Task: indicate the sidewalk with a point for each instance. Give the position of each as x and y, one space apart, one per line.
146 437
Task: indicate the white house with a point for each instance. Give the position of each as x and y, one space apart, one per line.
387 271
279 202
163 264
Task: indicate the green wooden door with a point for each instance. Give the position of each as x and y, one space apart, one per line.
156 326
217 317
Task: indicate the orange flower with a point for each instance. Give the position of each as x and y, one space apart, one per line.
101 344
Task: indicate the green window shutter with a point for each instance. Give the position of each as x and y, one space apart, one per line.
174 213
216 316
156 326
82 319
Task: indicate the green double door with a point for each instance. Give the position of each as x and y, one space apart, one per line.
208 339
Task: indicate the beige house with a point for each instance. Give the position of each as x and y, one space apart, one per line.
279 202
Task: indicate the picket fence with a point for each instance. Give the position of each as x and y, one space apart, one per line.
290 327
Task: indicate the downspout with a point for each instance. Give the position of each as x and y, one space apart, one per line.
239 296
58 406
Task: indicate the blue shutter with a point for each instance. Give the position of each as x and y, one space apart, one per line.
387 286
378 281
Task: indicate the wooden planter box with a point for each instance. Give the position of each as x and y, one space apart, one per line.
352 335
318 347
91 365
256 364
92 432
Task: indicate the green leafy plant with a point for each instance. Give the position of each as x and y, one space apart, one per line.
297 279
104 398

To do →
This exercise calls for every record above to be written out again exactly.

Solution →
Task: indicate the sidewalk with a point for each instance. Give the position of each as x and y, one space apart, one per line.
146 437
Task: indicate the white house with a point for each instance. Give the position of each as x and y, one space apart, one per line.
387 271
279 202
163 264
Task: indicate the green wooden door with a point for each instance. Give the position of each as x and y, one space apart, one per line.
156 326
217 317
Task: indicate the orange flower with a point for each instance. Give the position of each as x and y, one space apart, one per line.
101 344
Task: indicate the green window shutter with a point for each instance. Give the position of each as x and y, one space apart, one per line.
174 213
216 316
156 326
82 319
Task: indicate the green double door with a point for each instance. Give the position of each as x and y, one space apart, one per line.
208 339
Task: indicate the beige house with a point for each instance. Give the position of each as x and y, one space apart, one per line.
279 202
Task: indicate the picket fence with a point for each instance. Give the position of each as x and y, one space apart, one per line.
290 327
Task: indicate the downspout with a point for each instance. Give the position of each as x and y, one space apart, one per line.
239 296
58 406
Task: indicate the blue shutter with a point for each instance. Give the position of each as x and y, one space apart, one per line.
387 286
378 281
Task: indicate the wooden planter box with a point for each instance. Give the position of each as x and y, one space apart, one per line.
352 335
318 347
91 365
256 364
92 432
Task: indicate the green leafy plant with a point for each instance. Give the position of each as x and y, one space apart, one per line.
297 279
104 398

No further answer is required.